(取り組む課題)
[A] 呼吸調節の特集を扱った抜粋本文から、著者として名前が挙がっている人物をすべて書き出してください。
[B] 呼吸調節の特集を扱った抜粋本文を、最後の文に続けて書き進めてください。

(抜粋本文)
-------------------------
今月の主題 臨床医のための呼吸調節と障害 Editorial

呼吸困難感と呼吸調節を理解するために

著者: 近藤哲理

ページ範囲:P.1090 - P.1092

ポイント

 呼吸困難感の発生には心理作用,血液ガス,神経反射などが関与する.

 呼吸調節障害の関与する疾患では,病因よりも病態の理解が重要である.

 気道や胸壁の受容体からの神経入力の関与は想像以上に強い.

呼吸調節障害の基礎知識

呼吸調節機能の概要

著者: 有田秀穂

ページ範囲:P.1093 - P.1095

ポイント

 脳全体からみた呼吸制御では,血液ガスの恒常性を維持する自律性換気調節が基本としてあって,そこに呼吸関連行動や上気道反射が一時的に割り込まれる.

 睡眠時無呼吸症候群の病態生理では,縫線核セロトニン神経から上気道運動ニューロンへの促通効果が重要である.

 呼吸と不安との関連では,脳幹・モノアミン神経系のCO2反応性が注目される.

 脳虚血をモニターするあくび中枢が視床下部の室傍核にある.

呼吸困難感と呼吸調節

著者: 岡田泰昌 ,   柏木政憲

ページ範囲:P.1096 - P.1101

ポイント

 呼吸困難感は,呼吸状態が不適切であることを知覚させるべく脳が発する警報であり,また呼吸状態を改善させるためのフィードバック機構を構成するものである.

 下部脳幹内で形成された呼吸神経出力は,脳神経を介し上気道の開存性を規定するとともに脊髄神経を介し呼吸筋を駆動するが,同時に呼吸神経出力・呼吸努力の程度を反映する感覚・motor command corollary dischargeとして高位中枢へ投射される.
-------------------------
(領域指示データ)
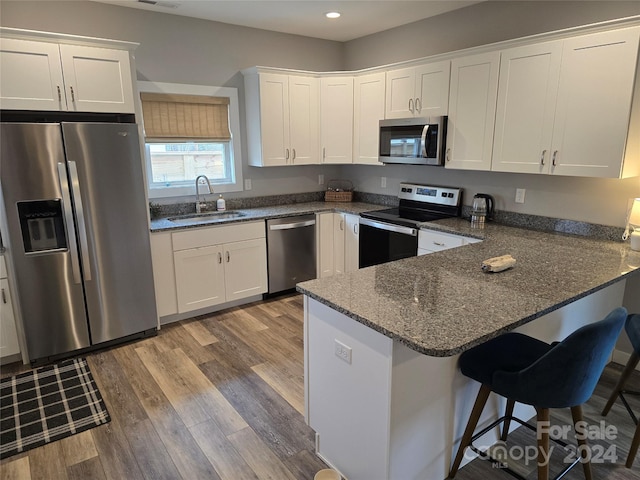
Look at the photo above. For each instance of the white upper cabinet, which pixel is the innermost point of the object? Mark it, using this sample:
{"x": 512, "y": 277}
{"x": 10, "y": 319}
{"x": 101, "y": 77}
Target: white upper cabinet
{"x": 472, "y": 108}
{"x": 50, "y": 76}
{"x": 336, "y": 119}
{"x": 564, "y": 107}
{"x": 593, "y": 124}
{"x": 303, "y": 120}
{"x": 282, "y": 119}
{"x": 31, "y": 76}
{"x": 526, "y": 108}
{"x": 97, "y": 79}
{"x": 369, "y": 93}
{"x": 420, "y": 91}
-------------------------
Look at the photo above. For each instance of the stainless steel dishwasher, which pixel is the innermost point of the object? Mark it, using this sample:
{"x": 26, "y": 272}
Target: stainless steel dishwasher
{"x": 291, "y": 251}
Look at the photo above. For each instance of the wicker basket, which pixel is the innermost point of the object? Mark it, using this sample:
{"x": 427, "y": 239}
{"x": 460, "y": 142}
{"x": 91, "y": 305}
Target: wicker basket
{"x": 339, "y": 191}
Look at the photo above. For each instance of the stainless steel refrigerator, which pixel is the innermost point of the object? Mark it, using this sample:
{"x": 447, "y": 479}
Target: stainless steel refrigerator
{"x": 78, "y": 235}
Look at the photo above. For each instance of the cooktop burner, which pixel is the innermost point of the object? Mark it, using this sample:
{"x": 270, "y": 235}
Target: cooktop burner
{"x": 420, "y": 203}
-------------------------
(解答例)
[A] 近藤哲理、有田秀穂、岡田泰昌、柏木政憲

[B]
 運動やさまざまな刺激に反応して呼吸神経出力と並行して増強し,高位中枢へ投射されたmotor command corollary dischargeと,実際に出力された機械的換気運動状態についての統合的モニター感覚・integrated mechanical respiratory sensationとが高位中枢において対比され,そのズレが大きくなると呼吸困難感が出現・増強する.

 体液酸素分圧低下や二酸化炭素分圧上昇などの呼吸化学刺激強度についての高位中枢における統合的モニター感覚・integrated chemical respiratory sensationの増大は呼吸困難感を増強させる.

呼吸調節障害がかかわる疾患と呼吸調節障害の症候

著者: 中村俊夫 ,   信岡祐彦

ページ範囲:P.1102 - P.1103

ポイント

 呼吸調節障害の症候は呼吸回数,換気量と呼吸リズムの異常として観察される.

 呼吸回数と換気量の変化は過換気あるいは低換気を生じ,血液ガス異常をもたらす.

 代表的な異常呼吸にCheyne-Stokes呼吸と不規則性呼吸(Biot呼吸や失調呼吸)がある.

しゃっくり

著者: 坂井邦彦 ,   佐藤誠

ページ範囲:P.1104 - P.1106

ポイント

 しゃっくり(吃逆)は,吸気筋の不随意的痙性収縮による短く強力な吸気努力と声門閉鎖からなる反復現象である.

 しゃっくりの役割は不明であるが,原始的反射の痕跡という考え方が有力である.

 慢性しゃっくりの原因は不明なことが多いが,時に悪性腫瘍が潜在していることがあり,原疾患の検索は必須である.

咳嗽

著者: 塩谷隆信

ページ範囲:P.1108 - P.1113

ポイント

 咳嗽は,呼吸器疾患の日常診療において最も多く遭遇する主訴である.

 咳嗽の末梢受容器としては,速順応性刺激受容器(irritant receptor)と気管支C-fiberがあり,機械的および化学的刺激に反応する.

 咳嗽は,症状発現から3週間以内の急性咳嗽,3週間以上継続する遷延性(亜急性)咳嗽,8週間以上持続する慢性咳嗽に分類される.

 湿性咳嗽は喀痰を喀出するための生体防御反応であり,気道の過分泌が治療対象となる.乾性咳嗽は病的咳嗽であるため,咳嗽そのものが治療対象となる.

 慢性咳嗽の3大原因疾患は咳喘息,アトピー咳嗽,副鼻腔気管支症候群である.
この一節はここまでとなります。